Text –
Experiment 3 measures the attentional blink created by processing of a 3 target episode without intervening distractors.

In the simulation, T4 performance remains relatively lower than T1, even at lag 7 after recovery from the blink. This is due to simulation of the more potent perceptual mask presented after T4 compared with the T1 which was masked by another letter (i.e. the T2). We simulate this enhanced masking by reducing the overall strength of the T4 representation.

Results

The results of the experiment are shown in Figure 16, showing T1-T4 performance for the 7 lag conditions of T4. T1 and T2 did not differ in any systematic or predicted way across the 7 lag conditions. T1 performance ranged from 83% to 89%. T2 performance ranged from 65% to 75%. Thus the illustrated T1 and T2 scores are averaged across lags 1–7 and these accuracies are 85% and 70%. T3 performance differed markedly between lag 1 (66%) and lags 2–7 (82% to 92%) as predicted by the model. This is expected given that at lag1, T3 was masked by T4, but at longer lags it was unmasked. T3 performance was significantly worse when T4 was at lag1 (66%) than lag 2 (82%) (paired t (11)= 3.5, p < .003 one tailed, Cohen’s d = .44).

For T4 accuracy, there was a significant effect of lag (F(6,66) = 5.1, ηp2 = .32, p < .001). A focused test found a predicted decrement in accuracy between lag 1 (51%) and lag 2 (42%) (paired t(11) = 2.5, p < .05 one tailed, Cohen’s d = .21). There was also a predicted improvement in performance between lag 2 and lag 7 (paired t(11) = 3.9, p < .0015, one tailed, Cohen’s d = .32). Thus, we obtained an attentional blink at lag 2 that recovered gradually over the course of hundreds of milliseconds despite the lack of distractors between the preceding targets and the blinked target.

Discussion of Prediction 6

These results chart the onset and recovery of a blink following a three target episode in the absence of any distractors, apart from the trailing mask of the T4 (which is necessary to observe the blink). This result supports the findings of Nieuwenstein, et al. (2009; see also Nieuwenstein, Van der Burg, Theeuwes, Wyble, & Potter, 2009) & Visser (2007) in which an attentional blink was found in experiments involving just two targets separated by a blank temporal gap.

Problems –
1 > Translate this sentence from the passage on the attentional blink experiment into Spanish: "This is expected given that at lag1, T3 was masked by T4, but at longer lags it was unmasked."
2 > According to the passage on the attentional blink experiment, what were the averaged T1 and T2 accuracies across lags 1–7?
3 > Proceed with the passage on the attentional blink experiment, starting after its final sentence.
The entries that come after this passage are separate material.

Data lines –
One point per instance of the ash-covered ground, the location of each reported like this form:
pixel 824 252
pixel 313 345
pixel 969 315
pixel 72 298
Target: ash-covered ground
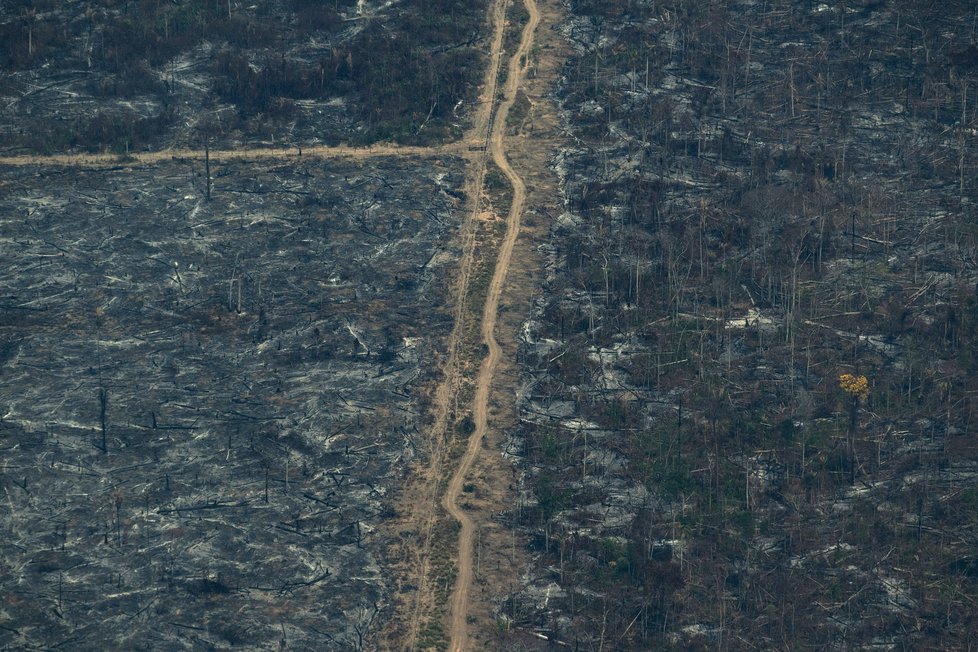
pixel 204 404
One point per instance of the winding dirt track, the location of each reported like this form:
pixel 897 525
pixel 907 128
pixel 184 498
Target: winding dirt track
pixel 480 405
pixel 487 131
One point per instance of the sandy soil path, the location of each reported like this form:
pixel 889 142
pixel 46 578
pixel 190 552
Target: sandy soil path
pixel 458 631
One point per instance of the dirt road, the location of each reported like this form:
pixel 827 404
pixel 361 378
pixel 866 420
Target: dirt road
pixel 420 505
pixel 458 631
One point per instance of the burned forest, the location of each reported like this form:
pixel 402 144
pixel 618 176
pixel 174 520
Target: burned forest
pixel 508 324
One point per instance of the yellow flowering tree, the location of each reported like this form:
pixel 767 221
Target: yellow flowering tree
pixel 857 388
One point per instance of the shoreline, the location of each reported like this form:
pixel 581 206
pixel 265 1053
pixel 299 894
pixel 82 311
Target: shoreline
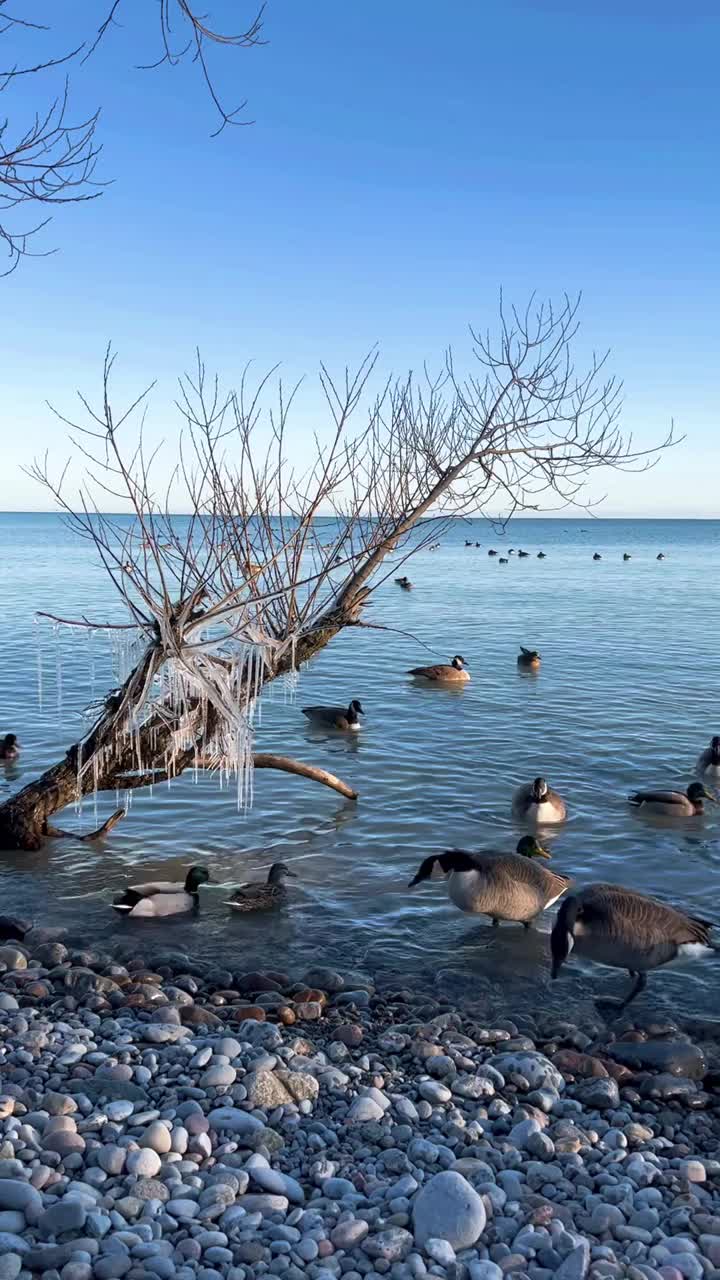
pixel 201 1123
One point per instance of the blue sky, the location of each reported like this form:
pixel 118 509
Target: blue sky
pixel 408 160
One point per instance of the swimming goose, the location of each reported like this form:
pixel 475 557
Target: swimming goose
pixel 504 886
pixel 710 759
pixel 9 749
pixel 261 896
pixel 671 804
pixel 447 672
pixel 336 717
pixel 528 659
pixel 538 803
pixel 163 897
pixel 625 929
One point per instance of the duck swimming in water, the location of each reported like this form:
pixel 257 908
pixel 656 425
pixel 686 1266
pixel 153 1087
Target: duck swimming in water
pixel 537 803
pixel 336 717
pixel 710 759
pixel 163 897
pixel 504 886
pixel 528 659
pixel 447 672
pixel 9 749
pixel 263 896
pixel 671 804
pixel 618 927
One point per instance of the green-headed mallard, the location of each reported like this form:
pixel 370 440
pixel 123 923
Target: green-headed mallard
pixel 625 929
pixel 163 897
pixel 537 803
pixel 671 804
pixel 504 886
pixel 336 717
pixel 710 759
pixel 529 658
pixel 443 672
pixel 9 748
pixel 256 896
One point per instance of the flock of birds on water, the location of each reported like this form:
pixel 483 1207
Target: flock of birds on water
pixel 605 923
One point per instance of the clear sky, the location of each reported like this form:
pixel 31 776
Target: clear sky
pixel 409 159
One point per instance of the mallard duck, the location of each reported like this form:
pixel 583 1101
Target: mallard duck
pixel 529 658
pixel 260 897
pixel 163 897
pixel 451 672
pixel 537 803
pixel 9 749
pixel 710 759
pixel 625 929
pixel 336 717
pixel 504 886
pixel 671 804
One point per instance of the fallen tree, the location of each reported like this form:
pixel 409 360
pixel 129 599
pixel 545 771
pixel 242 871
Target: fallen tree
pixel 250 585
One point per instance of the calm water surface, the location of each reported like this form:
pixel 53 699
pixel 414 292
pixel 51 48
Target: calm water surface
pixel 627 696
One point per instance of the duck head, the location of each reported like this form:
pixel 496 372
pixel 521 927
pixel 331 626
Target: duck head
pixel 531 848
pixel 196 877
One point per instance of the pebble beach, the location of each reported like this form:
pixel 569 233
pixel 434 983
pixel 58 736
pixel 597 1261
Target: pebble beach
pixel 169 1119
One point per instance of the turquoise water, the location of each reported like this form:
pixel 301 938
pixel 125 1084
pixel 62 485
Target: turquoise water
pixel 627 696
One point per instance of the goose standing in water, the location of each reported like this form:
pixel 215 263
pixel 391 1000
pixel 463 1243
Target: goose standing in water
pixel 624 929
pixel 336 717
pixel 263 896
pixel 443 672
pixel 710 759
pixel 673 804
pixel 537 803
pixel 528 659
pixel 9 749
pixel 163 897
pixel 504 886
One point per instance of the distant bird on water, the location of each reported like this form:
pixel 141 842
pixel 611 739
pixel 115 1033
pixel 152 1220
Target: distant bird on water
pixel 537 803
pixel 624 929
pixel 504 886
pixel 9 748
pixel 443 672
pixel 710 759
pixel 673 804
pixel 336 717
pixel 528 659
pixel 264 895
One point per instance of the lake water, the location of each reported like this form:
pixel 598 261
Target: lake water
pixel 627 696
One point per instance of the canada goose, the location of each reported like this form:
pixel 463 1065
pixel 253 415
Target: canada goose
pixel 625 929
pixel 261 896
pixel 710 759
pixel 528 658
pixel 671 804
pixel 504 886
pixel 538 803
pixel 336 717
pixel 163 897
pixel 9 749
pixel 452 671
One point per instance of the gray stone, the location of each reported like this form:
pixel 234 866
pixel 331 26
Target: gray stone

Answers to the tasks –
1 > Esto es de esperar, dado que en el desfase 1 T3 quedó enmascarado por T4, pero en desfases más largos no estaba enmascarado.

2 > T1 accuracy averaged 85%, and T2 accuracy averaged 70%.

3 >
The eSTST model predicts that a blank temporal gap initiates an attentional blink since it provides a period of time during which inhibitory control (c.f. Figure 2) has an opportunity to win the competition for control of attention. As a result, T1, T2 and T3 enter the encoding process as a single episode, and T4 encoding is delayed while the first three targets are encoded. Because T4 is strongly masked, the delay of encoding at short lags results in lower accuracy. Another important facet of this result is that we observed an attentional blink following a blank gap for a T4 that was presented for 107ms. In Nieuwenstein et al (2009), an attentional blink was not observed for a 100ms T2 following a single target. The model suggests that this effect is obtained because a cluster of three targets are encoded simultaneously, producing a lengthier suppression of attention than does a single target. The fact that three targets produce a measureable blink for a 107ms target lends further support to the theory that multiple targets presented in a single cluster are encoded simultaneously.

Interference within an episode vs overall capacity limitations

In RSVP target sequences containing three or more sequential targets followed by distractors, performance begins to degrade as the sequence progresses. This pattern is illustrated in figures 8, 9, 11, 12, and 14 of this paper, as well as the data of Olivers et al (2007), Kawahara et al (2007), Nieuwenstein & Potter (2006) and Wyble et al (2009a). Other contemporary accounts of RSVP performance, such as Nieuwenstein & Potter (2006) and Olivers & Meeter (2009) describe the cause of this drop in performance over a string of to-be-remembered items as a memory limitation. However, the eSTST model offers a different explanation: as additional targets are added to an episode, earlier targets are still being encoded, which slightly reduces the probability of encoding the new targets. This encoding difficulty stems from two sources.

1. Weak interference

During encoding, simultaneously active items weakly interfere with one another directly at the type layer (the lateral inhibitory connections in the Types layer in Figure 4). This simulated interference is needed to explain why T1 is reduced in accuracy when T2 directly follows it at lags of 100ms to 150ms during selective report from an RSVP stream (Chun & Potter 1995; Potter, Staub & O’Connor 2002) as well as the weak Tn inter target contingency effect found in prediction 5. This interference effect is weak however, and is not capable of causing the attentional blink.

2. Inhibitory control

Inhibition of attention due to encoding (the inhibition of the blaster in Figure 4) grows stronger as more items are being encoded. This inhibition can prevent a particularly weak target from keeping the attentional gate open, thereby reducing the proportion of targets which are encoded in positions 3 and 4 of an episode.

Both of these effects reduce performance on later targets within an episode and these effects are relieved when there is a gap between targets that allows the encoding process to run to completion. This facet of the model leads to a specific prediction that we evaluate by revisiting data from experiments 1, 2, and 3.

Prediction 7. Recovery of encoding capacity with time

In eSTST, the drop in performance for T4 in the sequence TTTT is caused by short-term interference within an episode that recovers over time.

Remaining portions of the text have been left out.